# [Compito assegnato a]
Secondo l'estratto del testo, su che cosa deve sempre vigilare il sadhaka?

===============

Quando nel sadhaka i sentimenti d’ingiustizia, gelosia, invidia, collera, impazienza, avversione, repulsione agitano la sua mente anziché presentare possibili soluzioni costruttive di perdono, di pace, di equilibrio, di armonia significa che nella sua sadhana ha prevalso il serpente della suggestione, guidato dal desiderio che fa cadere il pensiero spirituale sulle strade mortali dell’ego. Il sadhaka deve sempre vigilare sui possibili incantamenti che l’ego può scagliare avvelenando la “Personalità” separandola dall’”Individualità”, compromettendo i risultati della sadhana e sviandola dalla giusta direzione.

Avere una visione dell’esistenza non significa riferirsi ad essa come ad una mappa: la mappa è sulla carta dove per comprendere bisogna unire i vari punti di quanto si esplora o si ha intenzione di esplorare. La visione di cui parliamo è la rappresentazione interiore di quanto la posizione coscienziale che stiamo sperimentando ci permette di cogliere, di poter comprendere dell’intera realtà: la visione è la coscienza viva sperimentata, con tutti i limiti ancora da superare ma reale, viva, insegnante, senza rigidità perché non guarda con occhio locale ma con uno sguardo non-locale.
Chi abbandona la condizione di profano tende a lasciarsi alle spalle la superficialità per privilegiare la profondità, bandisce gli spigoli in favore della fluidità: si avvicina sempre di più agli stati-luoghi dell’essere attraverso osservazioni colte dalla propria percezione lungo le interazioni con lo spazio e con il tempo. Gli sforzi sinceri motivati dall’amore profondo per una ricerca della conoscenza portano ad incontrare il magico momento, in cui si abbattono le barriere che determinavano l’osservatore e l’osservato, in cui si intravede chiara un’altra possibilità, un diverso stato-luogo a procedere che testimonia l’azione reale nell’invisibile e la dinamica del fare nel visibile.
Il mondo in cui sembra immerso l’ente planetario, ordinario o risvegliato, appare come ad un universo fenomenico, soggetto, però, ad una serie infinita di trasformazioni continue che solo a certi livelli di risveglio è possibile cogliere come ad una profonda unità dietro i vari strati.

===============

# [Compito assegnato b]
Riporta senza alcuna modifica il tratto dei record che va dalla riga contenente "Each instance of the distant" fino alla riga contenente "[(182, 226)]", entrambe incluse.

# [Voci estratte]
===============

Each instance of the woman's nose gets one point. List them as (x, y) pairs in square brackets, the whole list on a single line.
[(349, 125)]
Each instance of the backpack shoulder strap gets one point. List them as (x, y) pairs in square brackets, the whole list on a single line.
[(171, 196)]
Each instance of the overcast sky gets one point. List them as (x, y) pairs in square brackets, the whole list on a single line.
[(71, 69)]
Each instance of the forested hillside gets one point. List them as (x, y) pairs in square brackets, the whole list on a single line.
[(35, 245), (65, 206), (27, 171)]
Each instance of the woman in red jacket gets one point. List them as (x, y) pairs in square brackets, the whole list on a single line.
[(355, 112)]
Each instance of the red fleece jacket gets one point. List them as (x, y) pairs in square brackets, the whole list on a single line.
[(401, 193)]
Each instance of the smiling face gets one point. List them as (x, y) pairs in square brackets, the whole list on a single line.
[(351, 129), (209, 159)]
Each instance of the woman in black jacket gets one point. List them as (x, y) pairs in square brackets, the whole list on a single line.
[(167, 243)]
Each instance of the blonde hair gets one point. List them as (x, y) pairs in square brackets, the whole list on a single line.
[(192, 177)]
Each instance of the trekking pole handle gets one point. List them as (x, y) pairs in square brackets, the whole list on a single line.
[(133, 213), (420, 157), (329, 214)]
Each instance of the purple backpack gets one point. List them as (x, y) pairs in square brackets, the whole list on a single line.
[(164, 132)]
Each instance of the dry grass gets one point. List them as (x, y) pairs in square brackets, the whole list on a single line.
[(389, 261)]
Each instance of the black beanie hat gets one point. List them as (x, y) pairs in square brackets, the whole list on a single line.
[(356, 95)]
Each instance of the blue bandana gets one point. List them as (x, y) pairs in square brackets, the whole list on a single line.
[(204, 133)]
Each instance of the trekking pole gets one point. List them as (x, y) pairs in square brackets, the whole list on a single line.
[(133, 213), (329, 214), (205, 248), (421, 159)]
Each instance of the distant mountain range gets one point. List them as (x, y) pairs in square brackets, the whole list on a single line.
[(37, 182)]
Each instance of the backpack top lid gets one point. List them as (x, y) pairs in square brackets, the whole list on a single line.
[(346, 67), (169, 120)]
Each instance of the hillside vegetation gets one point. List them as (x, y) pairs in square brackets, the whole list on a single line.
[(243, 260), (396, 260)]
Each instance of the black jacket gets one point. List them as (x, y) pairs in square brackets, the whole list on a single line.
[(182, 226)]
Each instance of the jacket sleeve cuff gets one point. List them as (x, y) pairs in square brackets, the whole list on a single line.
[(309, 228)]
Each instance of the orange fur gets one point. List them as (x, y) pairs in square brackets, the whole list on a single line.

===============

# [Soluzione a]
Il sadhaka deve sempre vigilare sui possibili incantamenti che l'ego può scagliare.

# [Soluzione b]
Each instance of the distant mountain range gets one point. List them as (x, y) pairs in square brackets, the whole list on a single line.
[(37, 182)]
Each instance of the backpack top lid gets one point. List them as (x, y) pairs in square brackets, the whole list on a single line.
[(346, 67), (169, 120)]
Each instance of the hillside vegetation gets one point. List them as (x, y) pairs in square brackets, the whole list on a single line.
[(243, 260), (396, 260)]
Each instance of the black jacket gets one point. List them as (x, y) pairs in square brackets, the whole list on a single line.
[(182, 226)]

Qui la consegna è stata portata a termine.